▶ [PROBLEM] Below are some records; return each one exactly.

(Saved entries)
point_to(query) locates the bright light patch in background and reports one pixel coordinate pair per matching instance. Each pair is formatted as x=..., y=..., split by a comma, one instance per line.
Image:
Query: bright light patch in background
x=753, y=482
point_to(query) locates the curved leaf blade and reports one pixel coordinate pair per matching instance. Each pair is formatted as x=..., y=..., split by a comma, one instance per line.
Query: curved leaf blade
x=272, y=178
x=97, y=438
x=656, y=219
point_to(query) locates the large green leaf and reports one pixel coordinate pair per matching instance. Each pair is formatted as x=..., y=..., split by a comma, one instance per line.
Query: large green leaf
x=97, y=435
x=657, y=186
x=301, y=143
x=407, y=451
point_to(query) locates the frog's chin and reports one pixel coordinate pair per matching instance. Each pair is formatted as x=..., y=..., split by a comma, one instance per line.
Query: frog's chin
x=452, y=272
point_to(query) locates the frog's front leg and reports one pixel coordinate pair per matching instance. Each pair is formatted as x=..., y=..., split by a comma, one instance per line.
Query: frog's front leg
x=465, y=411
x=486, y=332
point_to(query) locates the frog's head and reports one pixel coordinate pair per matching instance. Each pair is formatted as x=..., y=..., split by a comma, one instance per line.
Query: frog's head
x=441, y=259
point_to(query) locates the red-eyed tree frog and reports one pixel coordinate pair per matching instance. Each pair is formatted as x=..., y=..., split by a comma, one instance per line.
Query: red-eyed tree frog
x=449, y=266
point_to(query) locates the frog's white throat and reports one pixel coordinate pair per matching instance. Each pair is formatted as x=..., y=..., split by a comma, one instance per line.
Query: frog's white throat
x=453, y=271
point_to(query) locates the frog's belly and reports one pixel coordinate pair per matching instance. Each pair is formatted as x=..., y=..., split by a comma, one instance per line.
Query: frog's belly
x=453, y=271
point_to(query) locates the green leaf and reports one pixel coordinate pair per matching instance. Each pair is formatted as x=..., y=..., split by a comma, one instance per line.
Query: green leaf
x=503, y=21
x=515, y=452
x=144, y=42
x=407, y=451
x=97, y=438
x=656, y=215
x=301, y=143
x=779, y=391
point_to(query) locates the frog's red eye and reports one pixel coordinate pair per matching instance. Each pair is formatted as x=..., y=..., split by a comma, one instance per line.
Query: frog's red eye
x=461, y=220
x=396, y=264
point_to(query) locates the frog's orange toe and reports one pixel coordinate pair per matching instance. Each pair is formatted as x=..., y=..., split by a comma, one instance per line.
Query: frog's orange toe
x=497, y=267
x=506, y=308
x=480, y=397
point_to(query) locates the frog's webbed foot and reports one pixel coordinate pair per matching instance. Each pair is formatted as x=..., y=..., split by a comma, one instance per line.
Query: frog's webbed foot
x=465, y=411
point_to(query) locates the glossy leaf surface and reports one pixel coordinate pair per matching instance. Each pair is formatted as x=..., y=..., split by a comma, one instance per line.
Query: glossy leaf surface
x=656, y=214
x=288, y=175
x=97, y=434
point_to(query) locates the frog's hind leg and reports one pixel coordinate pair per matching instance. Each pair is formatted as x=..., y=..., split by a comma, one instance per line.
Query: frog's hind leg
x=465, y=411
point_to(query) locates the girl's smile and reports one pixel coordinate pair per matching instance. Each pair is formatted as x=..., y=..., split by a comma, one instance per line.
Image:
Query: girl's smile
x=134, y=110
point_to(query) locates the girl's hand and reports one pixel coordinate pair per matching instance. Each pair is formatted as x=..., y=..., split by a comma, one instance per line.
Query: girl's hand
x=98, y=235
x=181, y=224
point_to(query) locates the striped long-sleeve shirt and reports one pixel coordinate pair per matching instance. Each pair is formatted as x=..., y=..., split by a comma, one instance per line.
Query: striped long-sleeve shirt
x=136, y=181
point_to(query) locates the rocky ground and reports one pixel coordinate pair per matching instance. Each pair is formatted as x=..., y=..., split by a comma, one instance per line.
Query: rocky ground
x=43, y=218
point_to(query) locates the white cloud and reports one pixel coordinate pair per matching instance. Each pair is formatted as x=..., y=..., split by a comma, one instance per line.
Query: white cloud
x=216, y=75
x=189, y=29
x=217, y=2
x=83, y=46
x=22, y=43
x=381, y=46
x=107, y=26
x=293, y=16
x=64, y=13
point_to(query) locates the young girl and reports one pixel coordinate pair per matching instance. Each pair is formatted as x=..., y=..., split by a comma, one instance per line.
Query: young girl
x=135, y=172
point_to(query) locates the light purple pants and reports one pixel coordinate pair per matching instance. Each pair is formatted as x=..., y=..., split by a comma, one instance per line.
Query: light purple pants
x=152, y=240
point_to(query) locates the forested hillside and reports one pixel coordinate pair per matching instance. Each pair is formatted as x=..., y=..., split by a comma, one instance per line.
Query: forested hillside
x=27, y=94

▶ [ANSWER TO THE EXERCISE]
point_to(query) locates the bright light patch in background and reports one pixel coordinate pair per matching instance. Each pair is formatted as x=..., y=..., split by a comma, one instance per line.
Image:
Query: bright light patch in background
x=753, y=482
point_to(query) locates the curved leaf blade and reports one pixel coordinate pair per matching instance. Each pair is formatted as x=..., y=..., split by a comma, one instance per line.
Query: curved leaf blade
x=272, y=178
x=97, y=438
x=656, y=219
point_to(query) locates the large green leaf and reports one pixel coordinate pair per matching instance. Each pair is formatted as x=..., y=..., split by a comma, one instance per line.
Query: large green leaf
x=97, y=435
x=657, y=186
x=301, y=143
x=407, y=451
point_to(query) locates the frog's chin and reports one pixel coordinate pair per matching instance. Each pair is formatted as x=..., y=..., split by a comma, one instance per line.
Query: frog's chin
x=452, y=272
point_to(query) locates the frog's front leg and reports one pixel coordinate pair per matching instance. Each pair is formatted as x=..., y=..., split by a comma, one instance per line.
Query: frog's front leg
x=465, y=411
x=486, y=332
point_to(query) locates the frog's head and reports one pixel coordinate pair per matching instance. Each pair is formatted as x=..., y=..., split by a comma, one instance per line.
Query: frog's head
x=441, y=259
point_to(query) locates the red-eyed tree frog and reports one pixel coordinate pair per matching instance. Each pair is formatted as x=..., y=..., split by a comma, one instance per line.
Query: red-eyed tree frog
x=449, y=266
point_to(query) locates the frog's white throat and reports one pixel coordinate pair per matching instance. Each pair is formatted as x=..., y=..., split by a comma, one instance per line.
Query: frog's white throat
x=453, y=271
point_to(query) locates the frog's belly and reports one pixel coordinate pair per matching instance. Each pair is formatted as x=..., y=..., split by a comma, one instance per line.
Query: frog's belly
x=453, y=271
point_to(query) locates the green leaf and reports one pixel coordinate pair per matching instance. Each pair is formatted as x=..., y=..., split by a comma, one instance per line.
Query: green leaf
x=503, y=21
x=515, y=452
x=144, y=42
x=407, y=451
x=97, y=438
x=656, y=215
x=301, y=143
x=779, y=391
point_to(query) locates the frog's red eye and reports one pixel coordinate pair per matching instance. Each pair is formatted as x=..., y=..., split by a comma, one instance per line.
Query: frog's red eye
x=461, y=220
x=396, y=264
point_to(query) locates the frog's orange toe and reports one pixel coordinate pair per matching instance. Each pair is formatted as x=..., y=..., split by a comma, one instance per line.
Query: frog's orange toe
x=497, y=267
x=506, y=308
x=480, y=397
point_to(query) locates the frog's webbed foot and reports one pixel coordinate pair per matching instance. Each pair is formatted as x=..., y=..., split by a comma, one instance per line.
Query: frog's webbed foot
x=465, y=411
point_to(query) locates the glossy leaf surface and reports one pixel coordinate pair per matching instance. Each pair is formatted as x=..., y=..., split by a comma, one instance per line.
Query: glossy leaf surface
x=656, y=214
x=288, y=175
x=97, y=434
point_to(query) locates the frog's hind leg and reports one pixel coordinate pair per matching instance. Each pair is formatted as x=..., y=..., split by a comma, one instance per line.
Query: frog's hind leg
x=465, y=411
point_to(query) locates the girl's smile and reports one pixel coordinate pair per matching instance. Each pair is formatted as x=..., y=..., split by a comma, one instance per line.
Image:
Query: girl's smile
x=134, y=110
point_to(query) locates the girl's hand and reports one pixel coordinate pair per matching instance. Each pair is formatted as x=..., y=..., split by a comma, one instance per line.
Query: girl's hand
x=98, y=235
x=181, y=224
point_to(query) locates the striped long-sleeve shirt and reports one pixel coordinate pair per matching instance. Each pair is formatted as x=..., y=..., split by a comma, one instance per line.
Query: striped long-sleeve shirt
x=136, y=181
point_to(query) locates the rocky ground and reports one pixel coordinate pair per matching instance. Each pair is formatted as x=..., y=..., split by a comma, one instance per line.
Query: rocky ground
x=43, y=218
point_to(query) locates the white cloud and reports one pixel coordinate pair per matching instance. Each pair is formatted as x=..., y=..., split by a comma, one instance per line.
Query: white cloud
x=216, y=75
x=189, y=29
x=217, y=2
x=83, y=46
x=22, y=43
x=381, y=46
x=107, y=26
x=293, y=16
x=64, y=13
point_to(query) locates the young girl and reports one pixel coordinate pair per matching instance. Each pair is formatted as x=..., y=..., split by a comma, one instance per line.
Query: young girl
x=135, y=172
point_to(query) locates the light purple pants and reports one pixel coordinate pair per matching instance. Each pair is formatted as x=..., y=..., split by a comma, one instance per line.
Query: light purple pants
x=152, y=240
point_to(query) locates the forested hillside and reports one pixel coordinate pair per matching instance. Each pair is formatted as x=..., y=..., split by a comma, one instance per line.
Query: forested hillside
x=27, y=94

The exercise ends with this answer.